=== Prompt ===
Can you render everything from the line containing "of the person" down to the end of the entries below as a JSON list of strings, with one string per line and blank lines left out?

[Dataset entries]
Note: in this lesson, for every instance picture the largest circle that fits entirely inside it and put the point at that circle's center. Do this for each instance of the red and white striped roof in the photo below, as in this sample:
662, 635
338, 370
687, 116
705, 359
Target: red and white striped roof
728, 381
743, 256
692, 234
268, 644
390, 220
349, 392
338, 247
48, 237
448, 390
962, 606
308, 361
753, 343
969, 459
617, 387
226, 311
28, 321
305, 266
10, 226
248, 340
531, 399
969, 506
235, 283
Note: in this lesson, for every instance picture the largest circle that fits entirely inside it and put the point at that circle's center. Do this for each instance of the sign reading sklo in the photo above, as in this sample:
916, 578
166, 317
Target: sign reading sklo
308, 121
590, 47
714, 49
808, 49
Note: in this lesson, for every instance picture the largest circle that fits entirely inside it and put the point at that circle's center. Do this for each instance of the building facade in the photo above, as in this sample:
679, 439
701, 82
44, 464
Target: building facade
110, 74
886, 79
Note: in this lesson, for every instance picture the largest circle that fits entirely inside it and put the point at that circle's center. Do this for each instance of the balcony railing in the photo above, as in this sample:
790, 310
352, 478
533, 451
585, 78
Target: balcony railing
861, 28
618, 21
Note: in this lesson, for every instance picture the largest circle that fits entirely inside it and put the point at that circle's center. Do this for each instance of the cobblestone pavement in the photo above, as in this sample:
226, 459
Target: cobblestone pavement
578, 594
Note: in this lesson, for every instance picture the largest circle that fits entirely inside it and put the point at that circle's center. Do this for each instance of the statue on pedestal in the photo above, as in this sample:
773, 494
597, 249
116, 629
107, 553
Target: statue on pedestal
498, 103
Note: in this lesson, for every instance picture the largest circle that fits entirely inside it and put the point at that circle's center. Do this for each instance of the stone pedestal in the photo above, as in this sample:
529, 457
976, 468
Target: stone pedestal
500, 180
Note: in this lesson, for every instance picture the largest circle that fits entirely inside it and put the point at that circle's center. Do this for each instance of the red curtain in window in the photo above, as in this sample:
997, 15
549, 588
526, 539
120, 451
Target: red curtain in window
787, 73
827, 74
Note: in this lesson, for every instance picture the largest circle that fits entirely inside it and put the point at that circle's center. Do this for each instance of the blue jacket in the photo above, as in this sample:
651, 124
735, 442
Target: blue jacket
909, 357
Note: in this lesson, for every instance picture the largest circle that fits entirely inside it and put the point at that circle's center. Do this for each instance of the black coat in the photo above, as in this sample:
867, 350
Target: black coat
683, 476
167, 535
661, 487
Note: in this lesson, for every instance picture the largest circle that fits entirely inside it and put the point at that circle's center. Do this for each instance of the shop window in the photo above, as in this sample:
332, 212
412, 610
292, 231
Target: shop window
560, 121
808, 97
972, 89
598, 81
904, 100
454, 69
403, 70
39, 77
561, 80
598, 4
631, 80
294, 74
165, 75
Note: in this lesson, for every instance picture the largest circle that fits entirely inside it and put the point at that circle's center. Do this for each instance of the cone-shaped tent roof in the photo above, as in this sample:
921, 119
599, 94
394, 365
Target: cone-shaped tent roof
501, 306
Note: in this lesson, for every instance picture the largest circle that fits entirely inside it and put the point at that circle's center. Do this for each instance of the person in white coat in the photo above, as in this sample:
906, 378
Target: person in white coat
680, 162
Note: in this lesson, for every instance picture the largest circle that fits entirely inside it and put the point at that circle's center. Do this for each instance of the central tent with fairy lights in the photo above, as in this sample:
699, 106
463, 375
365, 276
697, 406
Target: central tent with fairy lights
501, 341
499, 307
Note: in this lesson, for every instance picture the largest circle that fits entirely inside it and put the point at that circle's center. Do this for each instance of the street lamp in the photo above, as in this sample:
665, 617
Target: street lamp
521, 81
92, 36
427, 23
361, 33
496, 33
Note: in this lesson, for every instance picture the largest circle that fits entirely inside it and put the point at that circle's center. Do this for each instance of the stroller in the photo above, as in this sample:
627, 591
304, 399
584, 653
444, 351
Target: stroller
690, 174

=== Output of the task ===
[
  "Note: in this lesson, for every instance picture the largest circle that fits entirely inside it and put the point at that circle's center. Do this for each instance of the person in white coat in the photo above, as in this sample:",
  "906, 378",
  "Target: person in white coat",
  "680, 162",
  "Note: in this lesson, for every instance picture the largest circle that fits entirely inside it and put the point at that circle's center. Do this for each instance of the central tent with fairy lights in the photo above, as in this sample:",
  "699, 106",
  "463, 375",
  "365, 276",
  "697, 406",
  "Target: central tent with fairy lights",
  "501, 341",
  "499, 307",
  "Note: in this lesson, for every instance picture the largest circle that fits entirely inside it and put the point at that circle's center. Do this for each instance of the street lamp in the photo above, as in this sample:",
  "665, 617",
  "Target: street lamp",
  "521, 81",
  "92, 36",
  "427, 23",
  "361, 33",
  "496, 33",
  "Note: in this lesson, for every instance picture the largest circle that fits entirely inside it and put the point at that circle's center. Do this for each instance of the stroller in the photo above, as in this sample:",
  "627, 591",
  "304, 399",
  "584, 653",
  "444, 351",
  "Target: stroller",
  "690, 174"
]